(Beginning of Reading passage)
Use when: Real-time transcription, low-latency requirements, speaker identification

Overview

This skill packages Deepgram enterprise-grade speech-to-text capabilities for real-time and batch transcription with low latency and built-in speaker diarization. It targets high-throughput production use: live captioning, call centers, voice analytics, and technical audio. The implementation supports Node.js and Python SDKs and exposes model selection and streaming controls for latency and accuracy trade-offs.

How this skill works

The skill uses Deepgram’s SDKs and WebSocket streaming to send audio and receive transcripts with interim and final results. Batch transcription runs via REST/file uploads, returning formatted transcripts and word-level speaker labels when diarization is enabled. Model options (nova-3, whisper, enhanced) let you prioritize speed or accuracy; pricing is metered per minute with automatic volume tiers.

When to use it

Live captioning for events or broadcasts requiring sub-second latency.
Call center transcription with speaker diarization for agent/customer separation.
(End of Reading passage)
(Beginning of Data records)
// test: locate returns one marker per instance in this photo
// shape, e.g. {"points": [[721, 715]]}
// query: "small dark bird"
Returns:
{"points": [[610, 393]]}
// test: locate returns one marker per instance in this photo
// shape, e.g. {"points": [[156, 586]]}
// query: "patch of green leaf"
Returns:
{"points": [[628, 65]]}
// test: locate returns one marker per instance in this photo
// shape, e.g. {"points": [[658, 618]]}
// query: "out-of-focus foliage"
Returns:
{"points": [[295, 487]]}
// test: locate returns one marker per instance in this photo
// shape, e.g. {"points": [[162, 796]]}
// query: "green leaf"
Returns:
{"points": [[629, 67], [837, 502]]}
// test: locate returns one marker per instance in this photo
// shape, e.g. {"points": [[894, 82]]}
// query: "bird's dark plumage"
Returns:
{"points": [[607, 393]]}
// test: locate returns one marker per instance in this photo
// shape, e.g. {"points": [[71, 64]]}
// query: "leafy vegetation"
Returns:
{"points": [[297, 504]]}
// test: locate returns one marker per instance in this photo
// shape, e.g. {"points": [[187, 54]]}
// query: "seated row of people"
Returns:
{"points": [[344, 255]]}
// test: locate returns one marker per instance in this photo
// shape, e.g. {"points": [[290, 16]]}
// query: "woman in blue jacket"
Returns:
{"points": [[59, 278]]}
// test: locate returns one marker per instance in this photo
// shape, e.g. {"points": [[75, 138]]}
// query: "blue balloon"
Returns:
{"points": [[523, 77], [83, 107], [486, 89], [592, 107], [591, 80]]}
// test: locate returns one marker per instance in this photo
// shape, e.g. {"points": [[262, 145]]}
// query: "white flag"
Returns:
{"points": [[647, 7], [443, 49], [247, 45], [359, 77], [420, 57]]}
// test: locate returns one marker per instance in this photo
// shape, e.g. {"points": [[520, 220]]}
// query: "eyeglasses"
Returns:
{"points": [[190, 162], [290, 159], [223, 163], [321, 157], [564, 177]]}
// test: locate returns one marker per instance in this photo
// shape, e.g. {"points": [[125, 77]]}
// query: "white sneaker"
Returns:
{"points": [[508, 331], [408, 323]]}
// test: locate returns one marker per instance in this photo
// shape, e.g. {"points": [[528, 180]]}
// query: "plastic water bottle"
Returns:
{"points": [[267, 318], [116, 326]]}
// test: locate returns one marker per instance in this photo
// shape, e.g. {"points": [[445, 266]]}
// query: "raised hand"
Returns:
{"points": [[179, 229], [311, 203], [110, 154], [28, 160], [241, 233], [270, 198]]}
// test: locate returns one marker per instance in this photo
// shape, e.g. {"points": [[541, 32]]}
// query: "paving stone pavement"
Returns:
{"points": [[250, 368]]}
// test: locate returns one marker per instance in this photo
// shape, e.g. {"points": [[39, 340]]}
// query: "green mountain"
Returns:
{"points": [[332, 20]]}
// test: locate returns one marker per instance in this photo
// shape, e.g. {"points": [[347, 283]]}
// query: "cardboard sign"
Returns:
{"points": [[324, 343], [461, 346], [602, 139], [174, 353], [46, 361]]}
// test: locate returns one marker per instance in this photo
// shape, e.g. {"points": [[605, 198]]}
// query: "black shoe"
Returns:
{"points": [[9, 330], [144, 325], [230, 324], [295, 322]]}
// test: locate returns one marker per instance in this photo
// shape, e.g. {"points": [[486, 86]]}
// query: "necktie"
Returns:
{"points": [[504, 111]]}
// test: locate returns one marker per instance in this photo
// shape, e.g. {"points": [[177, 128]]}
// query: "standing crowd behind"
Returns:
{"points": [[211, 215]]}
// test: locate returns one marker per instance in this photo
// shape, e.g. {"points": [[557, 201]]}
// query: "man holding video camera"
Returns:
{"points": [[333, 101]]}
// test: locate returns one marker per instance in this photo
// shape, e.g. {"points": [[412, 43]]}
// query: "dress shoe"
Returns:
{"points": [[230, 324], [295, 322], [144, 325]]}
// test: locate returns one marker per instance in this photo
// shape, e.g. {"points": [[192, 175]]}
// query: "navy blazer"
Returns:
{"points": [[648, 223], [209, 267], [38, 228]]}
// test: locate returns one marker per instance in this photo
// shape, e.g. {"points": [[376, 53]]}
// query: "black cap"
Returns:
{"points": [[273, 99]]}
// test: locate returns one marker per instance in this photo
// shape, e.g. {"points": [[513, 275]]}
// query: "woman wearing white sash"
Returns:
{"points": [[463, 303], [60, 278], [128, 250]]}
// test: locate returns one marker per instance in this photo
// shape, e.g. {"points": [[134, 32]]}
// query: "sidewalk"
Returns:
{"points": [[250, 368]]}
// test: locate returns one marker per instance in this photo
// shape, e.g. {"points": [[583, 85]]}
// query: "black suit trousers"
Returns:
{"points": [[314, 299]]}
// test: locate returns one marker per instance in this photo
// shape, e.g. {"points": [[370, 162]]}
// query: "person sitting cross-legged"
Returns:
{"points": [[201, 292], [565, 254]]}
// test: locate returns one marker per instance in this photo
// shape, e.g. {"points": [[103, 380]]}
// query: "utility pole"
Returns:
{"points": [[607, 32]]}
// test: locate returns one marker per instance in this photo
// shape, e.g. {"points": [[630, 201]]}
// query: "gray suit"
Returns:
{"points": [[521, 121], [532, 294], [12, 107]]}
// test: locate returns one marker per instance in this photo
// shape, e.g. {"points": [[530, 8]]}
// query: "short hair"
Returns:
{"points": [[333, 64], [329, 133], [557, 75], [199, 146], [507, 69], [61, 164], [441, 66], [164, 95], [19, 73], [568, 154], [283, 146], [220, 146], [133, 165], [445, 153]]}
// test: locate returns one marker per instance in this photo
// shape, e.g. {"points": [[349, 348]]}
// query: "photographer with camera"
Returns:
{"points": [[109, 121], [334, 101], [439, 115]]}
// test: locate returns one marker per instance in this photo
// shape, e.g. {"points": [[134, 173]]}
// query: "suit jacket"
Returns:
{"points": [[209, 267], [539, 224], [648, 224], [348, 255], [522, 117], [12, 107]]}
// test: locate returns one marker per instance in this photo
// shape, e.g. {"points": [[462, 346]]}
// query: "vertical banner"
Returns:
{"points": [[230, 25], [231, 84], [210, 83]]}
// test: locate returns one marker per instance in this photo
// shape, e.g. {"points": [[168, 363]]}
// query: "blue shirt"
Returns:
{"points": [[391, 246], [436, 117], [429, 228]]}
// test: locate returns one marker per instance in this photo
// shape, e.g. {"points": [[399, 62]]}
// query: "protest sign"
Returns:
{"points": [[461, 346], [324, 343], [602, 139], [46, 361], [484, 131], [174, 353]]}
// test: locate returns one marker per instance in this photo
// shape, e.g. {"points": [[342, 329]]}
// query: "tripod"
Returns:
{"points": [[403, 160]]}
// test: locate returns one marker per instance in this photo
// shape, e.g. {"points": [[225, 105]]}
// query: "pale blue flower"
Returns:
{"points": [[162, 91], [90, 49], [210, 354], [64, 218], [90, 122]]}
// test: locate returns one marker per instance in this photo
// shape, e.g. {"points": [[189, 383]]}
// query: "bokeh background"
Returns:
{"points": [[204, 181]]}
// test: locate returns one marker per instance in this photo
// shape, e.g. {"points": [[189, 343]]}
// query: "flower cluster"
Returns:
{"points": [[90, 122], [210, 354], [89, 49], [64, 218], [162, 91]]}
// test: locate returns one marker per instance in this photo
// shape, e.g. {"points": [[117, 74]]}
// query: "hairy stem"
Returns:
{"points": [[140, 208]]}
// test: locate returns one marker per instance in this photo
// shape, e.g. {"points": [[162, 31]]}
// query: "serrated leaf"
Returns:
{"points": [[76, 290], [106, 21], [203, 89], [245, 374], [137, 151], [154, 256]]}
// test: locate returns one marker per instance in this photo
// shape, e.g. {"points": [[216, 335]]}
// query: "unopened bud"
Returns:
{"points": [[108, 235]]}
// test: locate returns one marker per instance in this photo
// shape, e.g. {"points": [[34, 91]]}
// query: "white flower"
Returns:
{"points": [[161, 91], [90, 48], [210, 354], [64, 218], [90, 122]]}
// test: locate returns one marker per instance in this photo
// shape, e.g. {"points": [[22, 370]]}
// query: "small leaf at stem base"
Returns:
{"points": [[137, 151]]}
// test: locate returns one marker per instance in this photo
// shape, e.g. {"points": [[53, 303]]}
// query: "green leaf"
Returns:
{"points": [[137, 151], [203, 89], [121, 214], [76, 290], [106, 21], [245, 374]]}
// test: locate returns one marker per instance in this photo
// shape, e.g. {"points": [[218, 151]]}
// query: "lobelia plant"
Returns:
(End of Data records)
**Work instruction A**
In the Deepgram skill text, rewrite the stretch from "How this skill" through "automatic volume tiers.", replacing "WebSocket" with "gRPC".
**Work instruction B**
Which SDKs does the Deepgram skill's implementation support?

**Final answer A**
How this skill works

The skill uses Deepgram’s SDKs and gRPC streaming to send audio and receive transcripts with interim and final results. Batch transcription runs via REST/file uploads, returning formatted transcripts and word-level speaker labels when diarization is enabled. Model options (nova-3, whisper, enhanced) let you prioritize speed or accuracy; pricing is metered per minute with automatic volume tiers.

**Final answer B**
Node.js and Python SDKs.